(TASK STATEMENT) Lines before the one containing "Target: wheel chock" are left out; return that line and every line after it exactly, through the end of the data below.

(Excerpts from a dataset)

· · · · · · ·

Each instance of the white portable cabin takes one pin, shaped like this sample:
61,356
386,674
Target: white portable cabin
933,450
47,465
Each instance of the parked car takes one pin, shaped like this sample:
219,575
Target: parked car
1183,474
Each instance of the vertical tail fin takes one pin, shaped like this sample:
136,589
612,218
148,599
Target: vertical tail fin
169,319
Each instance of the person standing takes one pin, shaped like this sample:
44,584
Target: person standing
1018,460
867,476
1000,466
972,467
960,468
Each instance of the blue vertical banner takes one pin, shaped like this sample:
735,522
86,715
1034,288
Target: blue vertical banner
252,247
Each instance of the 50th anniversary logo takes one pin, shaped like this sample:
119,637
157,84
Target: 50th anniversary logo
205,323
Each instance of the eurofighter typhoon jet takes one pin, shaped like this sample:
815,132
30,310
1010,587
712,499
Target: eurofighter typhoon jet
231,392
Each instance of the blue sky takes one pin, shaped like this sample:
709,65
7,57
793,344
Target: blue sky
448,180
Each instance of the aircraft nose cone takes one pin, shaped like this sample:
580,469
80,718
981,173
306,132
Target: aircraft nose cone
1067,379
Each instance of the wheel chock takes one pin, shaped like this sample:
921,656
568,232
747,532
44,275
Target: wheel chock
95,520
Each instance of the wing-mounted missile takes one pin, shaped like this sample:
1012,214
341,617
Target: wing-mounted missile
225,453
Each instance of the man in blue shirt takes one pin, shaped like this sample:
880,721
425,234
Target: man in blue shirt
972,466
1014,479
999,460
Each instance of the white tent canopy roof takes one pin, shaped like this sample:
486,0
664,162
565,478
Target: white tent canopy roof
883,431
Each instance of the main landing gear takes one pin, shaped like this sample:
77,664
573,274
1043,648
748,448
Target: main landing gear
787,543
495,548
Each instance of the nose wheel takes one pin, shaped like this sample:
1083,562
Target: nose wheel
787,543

· · · · · · ·

(SOLUTION TO THIS TASK)
Target: wheel chock
95,520
Each instance of the wing-mounted missile takes one pin, shaped like this sample:
1012,214
341,617
Target: wing-mounted missile
225,453
Each instance of the man in blue shirt takes one pin, shaped like this sample:
880,721
425,234
Target: man in blue shirt
972,466
1014,479
999,460
Each instance of the white tent canopy roof takes one pin, shaped like this sample:
486,0
664,162
565,478
Target: white tent canopy roof
883,431
Each instance of the main landing gear takes one pin, shaped like this sample:
77,664
573,274
1043,648
748,448
Target: main landing gear
787,543
495,548
Each instance of the nose wheel takes one pin, shaped like this sample:
1083,562
Target: nose wheel
787,543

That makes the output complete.